Brief
State how many lines in the material below contain the string "bouquet". Reply with the number alone.

[Data extracted from a collection]
• • •

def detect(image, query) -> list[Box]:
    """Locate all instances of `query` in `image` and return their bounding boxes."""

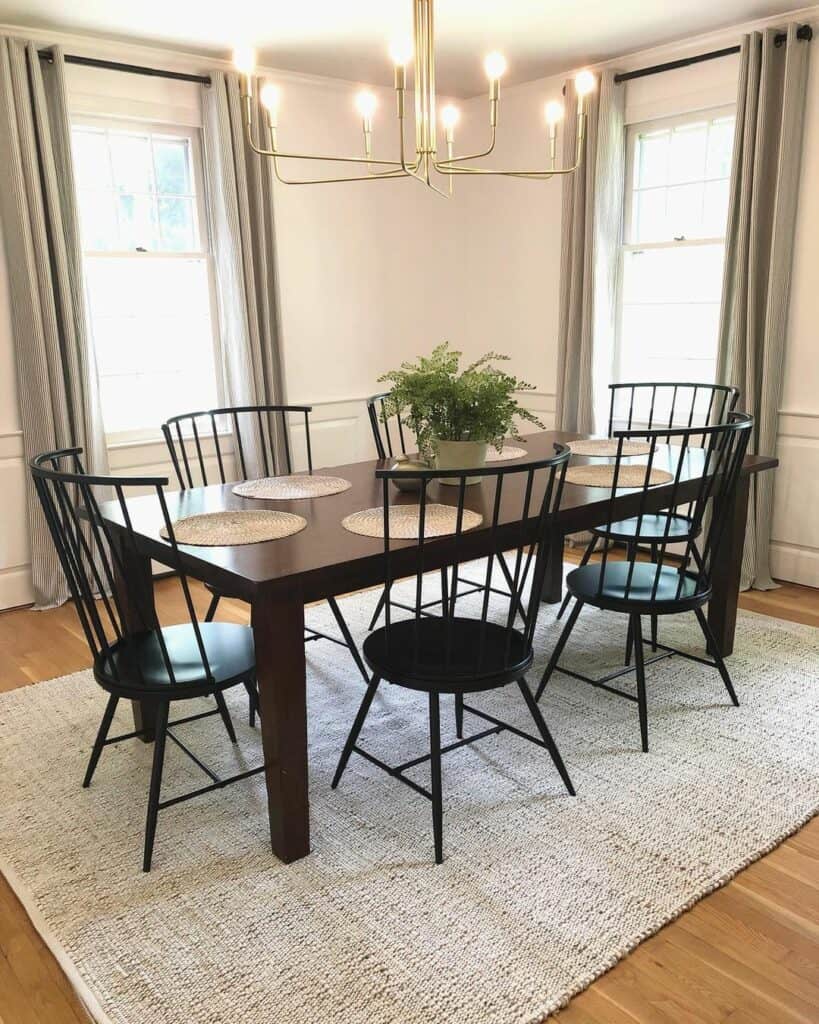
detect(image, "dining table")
[100,430,778,863]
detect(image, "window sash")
[72,114,225,447]
[612,105,736,381]
[72,114,211,258]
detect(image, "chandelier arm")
[242,94,404,171]
[272,154,414,185]
[435,125,498,163]
[435,164,577,181]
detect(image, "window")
[616,110,734,399]
[73,120,218,440]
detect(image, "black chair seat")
[592,513,699,544]
[363,617,532,693]
[566,560,710,615]
[94,623,256,700]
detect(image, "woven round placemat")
[566,465,672,487]
[162,509,307,548]
[233,473,352,502]
[486,444,528,462]
[341,504,483,541]
[568,437,651,458]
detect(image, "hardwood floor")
[0,582,819,1024]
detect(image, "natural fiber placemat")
[341,504,483,541]
[568,437,651,457]
[486,444,528,462]
[162,509,307,548]
[566,465,672,487]
[233,473,352,502]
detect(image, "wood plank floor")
[0,582,819,1024]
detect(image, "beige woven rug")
[0,581,819,1024]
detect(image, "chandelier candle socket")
[234,0,596,197]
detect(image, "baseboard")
[771,541,819,588]
[0,565,34,609]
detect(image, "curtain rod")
[614,25,813,82]
[37,50,211,85]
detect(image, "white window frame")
[612,103,736,382]
[71,113,224,449]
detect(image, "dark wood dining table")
[101,431,778,862]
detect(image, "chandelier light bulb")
[390,39,413,68]
[545,99,566,128]
[233,46,256,78]
[259,82,282,118]
[441,103,461,131]
[574,71,597,96]
[355,89,378,121]
[483,51,506,82]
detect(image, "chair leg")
[142,700,169,871]
[205,594,222,623]
[534,600,583,700]
[498,552,526,623]
[518,676,576,797]
[694,608,739,708]
[83,693,120,790]
[330,676,381,790]
[441,565,450,617]
[213,690,238,743]
[327,597,372,685]
[429,693,443,864]
[368,587,387,633]
[557,537,597,618]
[245,679,261,729]
[631,614,648,754]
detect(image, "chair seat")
[362,617,532,693]
[94,623,256,700]
[566,560,710,614]
[592,512,699,542]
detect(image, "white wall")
[0,9,819,607]
[0,52,463,607]
[458,22,819,587]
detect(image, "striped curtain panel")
[0,36,107,607]
[556,71,626,433]
[718,25,810,590]
[202,72,285,476]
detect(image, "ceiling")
[0,0,806,96]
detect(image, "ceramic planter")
[435,440,488,484]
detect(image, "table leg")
[708,476,750,657]
[251,593,310,863]
[112,539,158,743]
[541,530,566,604]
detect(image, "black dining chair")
[537,413,753,751]
[162,406,370,692]
[332,444,574,863]
[557,382,739,630]
[367,391,525,631]
[31,449,264,871]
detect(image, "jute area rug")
[0,569,819,1024]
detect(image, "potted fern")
[379,342,544,483]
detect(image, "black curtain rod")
[38,50,211,85]
[614,25,813,82]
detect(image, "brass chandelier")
[234,0,595,197]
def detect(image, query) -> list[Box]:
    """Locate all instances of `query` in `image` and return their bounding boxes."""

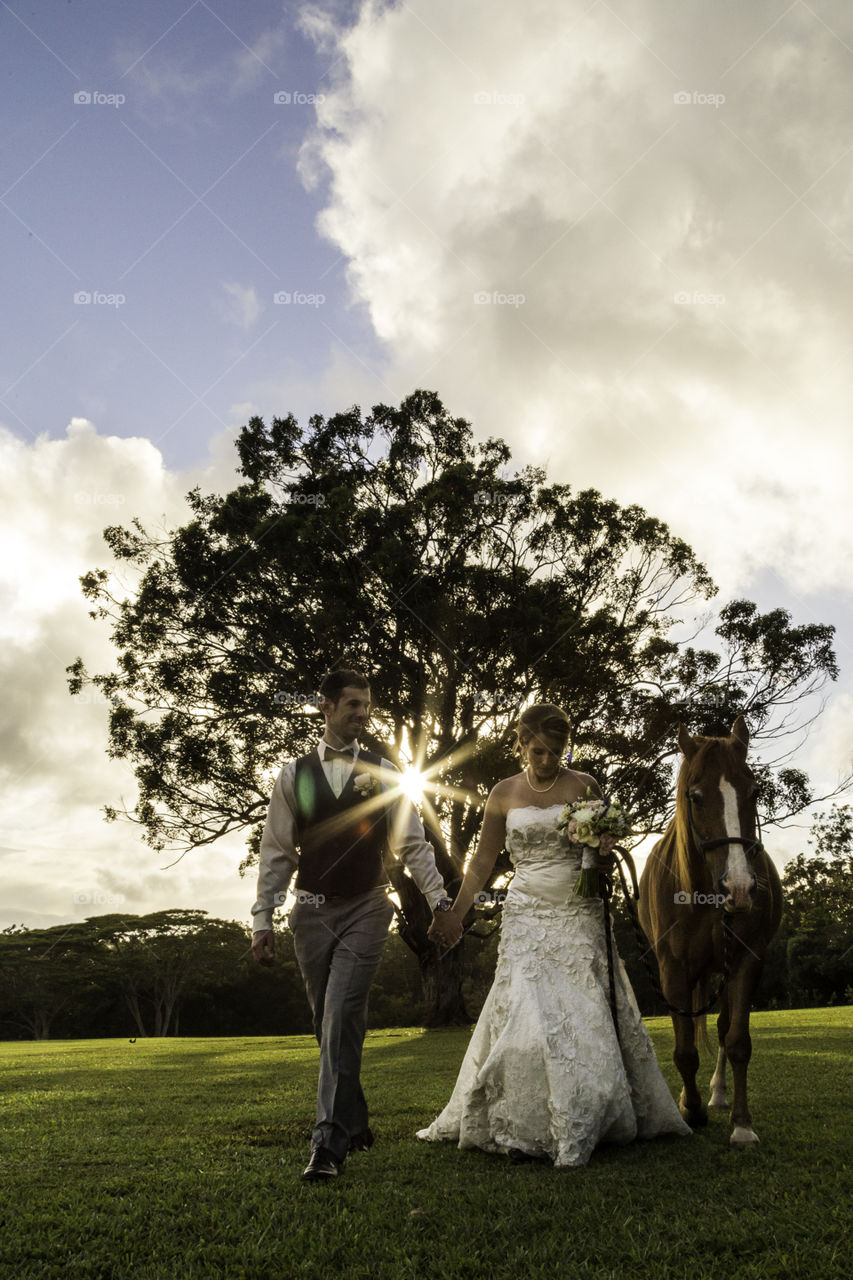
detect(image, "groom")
[252,669,452,1181]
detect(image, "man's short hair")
[318,667,370,707]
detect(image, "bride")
[418,703,690,1166]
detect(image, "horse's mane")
[672,733,722,895]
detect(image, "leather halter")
[686,791,765,858]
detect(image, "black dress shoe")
[302,1147,343,1183]
[350,1128,375,1151]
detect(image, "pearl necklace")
[524,764,562,795]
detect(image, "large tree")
[69,392,836,1021]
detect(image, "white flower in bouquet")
[557,787,630,897]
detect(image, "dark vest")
[293,750,388,897]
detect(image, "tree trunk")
[418,941,473,1027]
[124,991,149,1037]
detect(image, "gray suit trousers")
[288,888,394,1160]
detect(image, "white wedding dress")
[418,804,690,1166]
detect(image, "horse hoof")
[729,1124,758,1147]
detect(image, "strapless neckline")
[506,800,569,819]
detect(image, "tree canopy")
[69,390,836,1018]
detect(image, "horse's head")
[678,716,761,911]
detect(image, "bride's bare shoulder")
[569,769,601,797]
[485,773,523,818]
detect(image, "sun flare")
[400,765,427,804]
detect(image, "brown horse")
[639,716,781,1146]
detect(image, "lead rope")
[598,874,622,1048]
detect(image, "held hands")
[252,929,275,969]
[427,911,462,947]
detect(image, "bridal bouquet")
[557,787,631,897]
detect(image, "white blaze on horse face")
[720,778,753,909]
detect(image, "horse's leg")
[725,952,763,1147]
[708,989,730,1111]
[667,1008,708,1129]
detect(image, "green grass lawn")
[0,1007,853,1280]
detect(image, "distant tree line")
[68,389,845,1029]
[0,805,853,1039]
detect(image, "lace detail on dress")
[418,805,690,1165]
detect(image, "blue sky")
[0,0,370,466]
[0,0,853,927]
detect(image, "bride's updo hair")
[515,703,571,755]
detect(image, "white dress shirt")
[252,740,447,933]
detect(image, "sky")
[0,0,853,928]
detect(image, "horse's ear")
[731,716,749,760]
[679,724,699,760]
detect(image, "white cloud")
[302,0,853,590]
[216,280,261,329]
[0,419,252,928]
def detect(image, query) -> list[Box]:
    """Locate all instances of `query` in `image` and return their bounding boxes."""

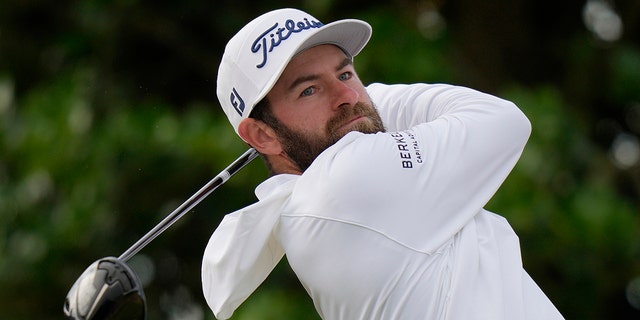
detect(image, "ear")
[238,118,282,155]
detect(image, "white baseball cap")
[217,9,371,133]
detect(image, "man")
[202,9,562,320]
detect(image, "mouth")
[338,115,367,129]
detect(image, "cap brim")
[251,19,371,109]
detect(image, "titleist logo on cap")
[251,18,323,69]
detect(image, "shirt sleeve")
[202,201,284,319]
[316,84,531,252]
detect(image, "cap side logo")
[251,18,323,69]
[229,88,244,117]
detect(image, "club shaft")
[118,148,258,262]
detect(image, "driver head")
[64,257,146,320]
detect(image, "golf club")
[64,148,258,320]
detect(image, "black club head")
[64,257,146,320]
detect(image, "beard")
[271,102,385,172]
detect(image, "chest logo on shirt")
[391,131,423,169]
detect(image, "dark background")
[0,0,640,319]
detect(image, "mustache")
[326,102,373,133]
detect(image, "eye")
[300,87,315,97]
[338,71,353,81]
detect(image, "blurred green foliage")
[0,0,640,319]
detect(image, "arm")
[324,85,531,252]
[202,201,284,319]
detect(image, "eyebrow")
[289,58,353,90]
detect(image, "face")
[267,45,384,171]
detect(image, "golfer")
[202,9,562,320]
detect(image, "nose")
[333,80,360,108]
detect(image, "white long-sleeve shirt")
[202,84,562,320]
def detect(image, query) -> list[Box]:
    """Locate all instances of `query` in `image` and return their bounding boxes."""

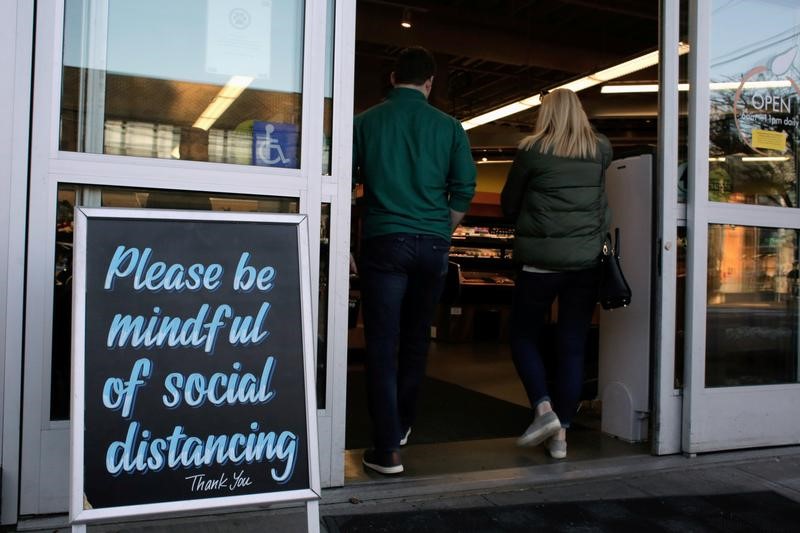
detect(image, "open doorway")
[345,0,659,482]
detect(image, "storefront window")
[322,0,336,176]
[50,184,300,420]
[708,0,800,207]
[706,224,800,387]
[59,0,304,168]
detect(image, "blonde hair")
[519,89,597,159]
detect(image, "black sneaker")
[400,428,411,446]
[361,450,403,476]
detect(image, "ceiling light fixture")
[192,76,254,131]
[742,156,789,163]
[400,7,411,29]
[600,80,792,94]
[461,43,689,130]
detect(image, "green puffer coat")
[500,135,612,271]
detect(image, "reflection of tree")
[709,79,798,207]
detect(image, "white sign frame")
[70,207,321,531]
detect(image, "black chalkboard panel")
[73,209,318,514]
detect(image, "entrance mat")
[345,370,531,450]
[323,492,800,533]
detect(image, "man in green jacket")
[353,47,476,474]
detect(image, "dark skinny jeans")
[359,233,450,451]
[511,268,598,427]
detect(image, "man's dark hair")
[394,46,436,85]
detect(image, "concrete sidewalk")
[12,446,800,533]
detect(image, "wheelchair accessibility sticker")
[253,121,300,168]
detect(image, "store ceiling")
[355,0,680,148]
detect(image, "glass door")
[682,0,800,453]
[20,0,354,515]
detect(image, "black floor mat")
[345,371,531,450]
[323,492,800,533]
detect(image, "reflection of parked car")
[706,302,797,387]
[786,261,800,298]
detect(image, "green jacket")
[353,87,476,240]
[500,135,612,271]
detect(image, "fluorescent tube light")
[600,80,792,94]
[461,43,689,130]
[742,156,789,163]
[193,76,253,131]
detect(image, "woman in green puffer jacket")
[501,89,612,459]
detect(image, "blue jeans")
[359,233,450,451]
[510,268,598,427]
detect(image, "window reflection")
[60,0,304,168]
[50,184,300,420]
[708,0,800,207]
[706,224,800,387]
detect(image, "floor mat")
[345,371,531,450]
[323,492,800,533]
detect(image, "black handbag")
[599,228,631,310]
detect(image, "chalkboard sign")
[71,208,320,522]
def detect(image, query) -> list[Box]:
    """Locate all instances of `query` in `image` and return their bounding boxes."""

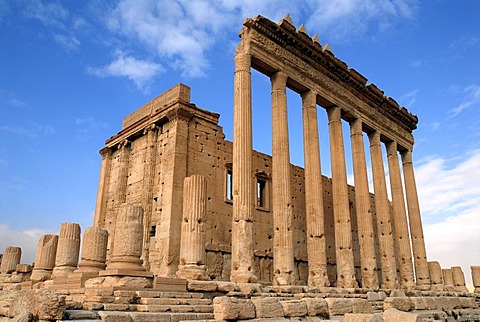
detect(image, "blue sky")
[0,0,480,286]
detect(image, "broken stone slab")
[213,296,255,320]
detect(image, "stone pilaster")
[402,150,430,288]
[470,266,480,293]
[271,72,295,285]
[77,227,108,273]
[427,261,443,291]
[368,131,399,289]
[142,124,158,270]
[0,246,22,274]
[100,204,151,277]
[386,141,415,289]
[442,268,455,291]
[93,147,112,228]
[302,91,330,286]
[230,54,258,283]
[350,119,379,289]
[327,107,357,287]
[30,235,58,282]
[452,266,468,293]
[177,175,208,280]
[155,107,192,277]
[52,222,80,279]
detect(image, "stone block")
[383,308,423,322]
[343,313,384,322]
[280,300,307,317]
[252,297,284,318]
[187,280,217,292]
[302,298,330,319]
[325,298,353,316]
[213,296,255,320]
[383,297,412,312]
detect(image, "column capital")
[233,53,252,72]
[302,90,317,109]
[167,107,193,121]
[270,70,288,91]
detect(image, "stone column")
[30,235,58,282]
[442,268,455,291]
[270,72,295,285]
[470,266,480,293]
[142,124,158,270]
[327,107,357,287]
[350,119,379,289]
[402,150,430,288]
[230,53,258,283]
[302,91,330,286]
[52,222,80,279]
[177,175,208,280]
[93,147,112,228]
[76,227,108,274]
[0,246,22,274]
[428,262,443,291]
[368,131,399,289]
[452,266,468,293]
[100,204,151,277]
[386,141,415,289]
[155,107,192,278]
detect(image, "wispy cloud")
[87,51,163,90]
[75,117,107,141]
[451,84,480,116]
[0,122,56,138]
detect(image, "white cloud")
[452,84,480,116]
[87,52,163,89]
[416,150,480,281]
[0,224,52,264]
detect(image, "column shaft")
[177,175,208,280]
[302,91,330,286]
[386,141,415,289]
[368,131,399,289]
[271,72,295,285]
[402,150,430,287]
[350,119,378,289]
[327,107,357,287]
[93,147,112,228]
[230,54,257,283]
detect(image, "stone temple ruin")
[0,16,480,321]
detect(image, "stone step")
[137,297,212,305]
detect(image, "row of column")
[232,54,430,288]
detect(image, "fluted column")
[350,119,379,289]
[93,147,112,228]
[230,54,258,283]
[302,91,330,286]
[402,150,431,287]
[30,235,58,282]
[142,124,158,270]
[52,222,81,278]
[470,266,480,293]
[0,246,22,274]
[177,175,208,280]
[100,204,151,277]
[386,141,415,289]
[427,261,443,291]
[270,72,295,285]
[327,107,357,287]
[452,266,468,292]
[442,268,455,291]
[77,227,108,273]
[368,131,399,289]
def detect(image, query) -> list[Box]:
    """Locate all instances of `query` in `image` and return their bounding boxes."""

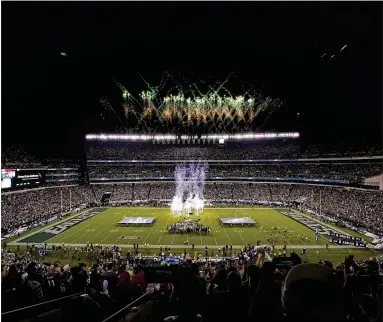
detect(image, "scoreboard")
[1,168,79,190]
[12,169,45,188]
[329,231,367,247]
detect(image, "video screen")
[1,169,16,189]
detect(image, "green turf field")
[7,207,382,265]
[15,207,328,247]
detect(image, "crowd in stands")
[302,141,383,158]
[1,146,41,168]
[87,141,299,160]
[87,140,382,160]
[88,162,383,182]
[1,244,383,322]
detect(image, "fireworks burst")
[100,74,283,133]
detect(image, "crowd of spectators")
[88,162,383,182]
[87,140,382,160]
[1,146,41,168]
[87,141,299,160]
[2,244,383,322]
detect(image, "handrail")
[1,292,85,317]
[102,292,150,322]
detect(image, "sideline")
[7,207,94,246]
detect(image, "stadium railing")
[102,292,150,322]
[1,292,85,321]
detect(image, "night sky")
[1,2,382,156]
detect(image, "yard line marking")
[142,223,156,244]
[157,215,171,245]
[207,215,218,246]
[238,232,247,245]
[222,215,234,245]
[89,218,119,244]
[63,215,107,243]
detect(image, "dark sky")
[2,2,382,155]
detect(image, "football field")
[14,207,329,247]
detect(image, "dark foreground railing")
[102,292,150,322]
[1,292,85,321]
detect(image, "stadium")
[0,4,383,322]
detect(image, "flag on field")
[315,226,319,241]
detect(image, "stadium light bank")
[85,132,300,141]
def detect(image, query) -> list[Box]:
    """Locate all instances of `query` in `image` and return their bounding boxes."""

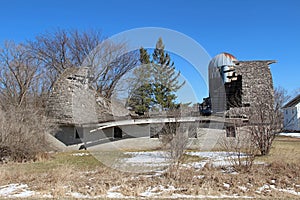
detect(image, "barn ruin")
[200,53,276,135]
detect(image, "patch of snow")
[72,153,90,156]
[0,184,35,198]
[238,186,248,192]
[255,184,271,194]
[223,183,230,189]
[279,133,300,138]
[255,184,300,196]
[276,188,300,196]
[271,179,276,184]
[123,151,169,166]
[139,185,182,197]
[186,152,246,168]
[68,192,91,199]
[168,193,253,199]
[106,186,130,198]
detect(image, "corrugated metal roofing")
[209,52,237,67]
[282,94,300,108]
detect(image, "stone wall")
[47,67,112,124]
[227,60,275,116]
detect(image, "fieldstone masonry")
[47,67,112,124]
[225,60,276,116]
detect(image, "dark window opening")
[226,126,236,137]
[225,75,242,110]
[114,126,123,138]
[75,128,82,139]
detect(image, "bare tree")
[28,30,138,98]
[0,42,41,106]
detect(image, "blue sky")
[0,0,300,102]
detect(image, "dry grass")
[0,137,300,198]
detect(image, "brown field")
[0,137,300,199]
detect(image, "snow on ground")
[0,184,35,198]
[279,133,300,138]
[122,151,168,166]
[186,152,246,168]
[122,151,245,169]
[72,153,90,156]
[255,184,300,196]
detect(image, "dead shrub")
[0,106,55,162]
[218,126,257,172]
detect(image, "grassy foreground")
[0,137,300,199]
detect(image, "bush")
[0,106,55,162]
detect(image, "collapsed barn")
[200,53,276,118]
[47,53,275,145]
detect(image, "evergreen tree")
[127,38,184,114]
[127,47,153,115]
[151,38,185,110]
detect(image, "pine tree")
[151,38,185,110]
[127,38,184,115]
[127,47,153,115]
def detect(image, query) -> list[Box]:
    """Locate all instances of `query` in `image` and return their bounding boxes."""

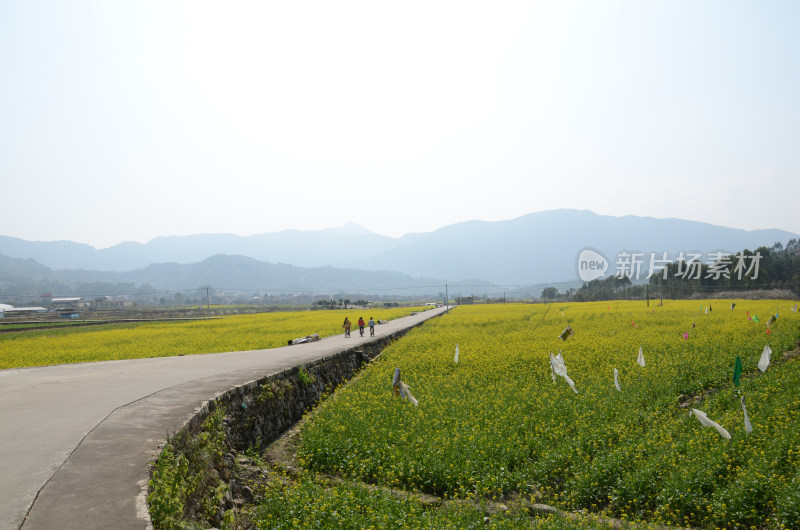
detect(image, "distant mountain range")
[0,210,800,289]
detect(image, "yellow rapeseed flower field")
[0,307,425,369]
[300,300,800,528]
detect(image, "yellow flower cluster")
[0,307,432,369]
[301,300,800,528]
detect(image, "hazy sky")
[0,0,800,247]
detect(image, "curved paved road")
[0,308,445,530]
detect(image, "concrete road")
[0,308,444,530]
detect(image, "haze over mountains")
[0,210,799,289]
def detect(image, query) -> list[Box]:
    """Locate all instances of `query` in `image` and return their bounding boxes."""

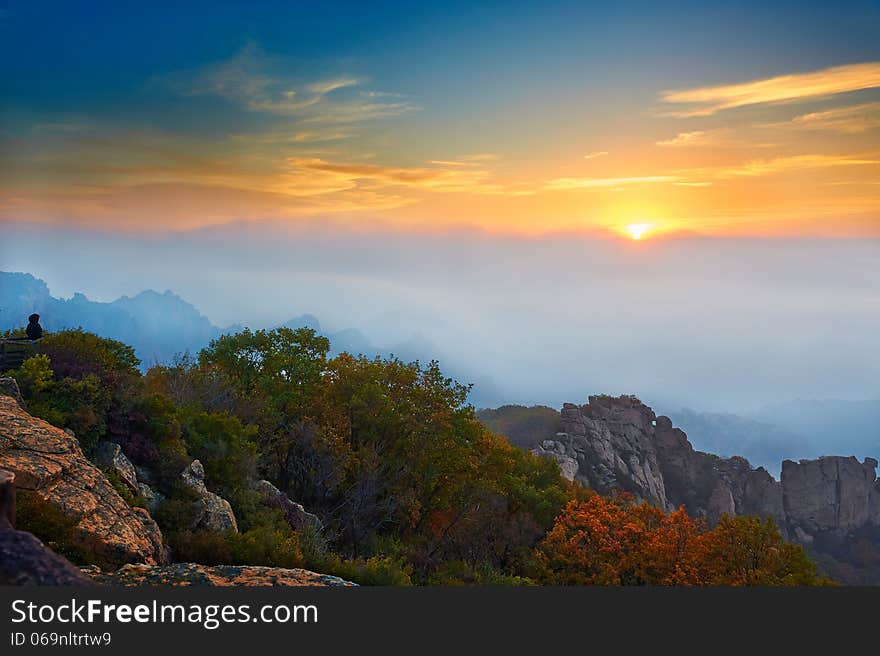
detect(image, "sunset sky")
[0,1,880,239]
[0,0,880,411]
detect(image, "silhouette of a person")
[24,314,43,339]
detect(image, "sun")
[626,223,651,239]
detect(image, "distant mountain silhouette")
[667,408,816,478]
[750,399,880,464]
[0,271,498,404]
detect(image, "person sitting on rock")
[24,314,43,340]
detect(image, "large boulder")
[0,527,94,585]
[532,440,580,481]
[95,442,138,494]
[95,442,165,512]
[0,377,24,408]
[552,396,669,508]
[782,456,880,534]
[0,396,167,568]
[83,563,355,587]
[180,460,238,533]
[253,481,323,531]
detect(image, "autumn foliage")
[537,494,824,586]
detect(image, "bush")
[171,527,304,568]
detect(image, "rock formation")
[83,563,355,587]
[0,396,167,568]
[782,456,880,540]
[253,481,323,531]
[0,469,92,585]
[535,396,669,508]
[533,396,880,544]
[180,460,238,533]
[95,442,164,512]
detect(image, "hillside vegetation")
[5,328,820,585]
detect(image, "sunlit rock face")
[533,396,880,544]
[535,396,669,508]
[0,396,167,568]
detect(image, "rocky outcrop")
[0,528,94,585]
[532,440,580,481]
[533,396,880,544]
[253,481,323,531]
[0,396,167,568]
[782,456,880,535]
[83,563,355,587]
[653,416,784,527]
[95,442,138,494]
[535,396,669,508]
[180,460,238,533]
[0,469,92,585]
[95,442,164,512]
[0,377,24,408]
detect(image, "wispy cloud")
[791,102,880,134]
[660,62,880,117]
[715,155,880,178]
[290,157,503,194]
[180,45,416,123]
[544,175,682,190]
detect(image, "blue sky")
[0,0,880,408]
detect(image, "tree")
[538,495,824,586]
[702,515,825,586]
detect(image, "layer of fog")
[0,224,880,412]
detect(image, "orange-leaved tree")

• • •

Exercise result
2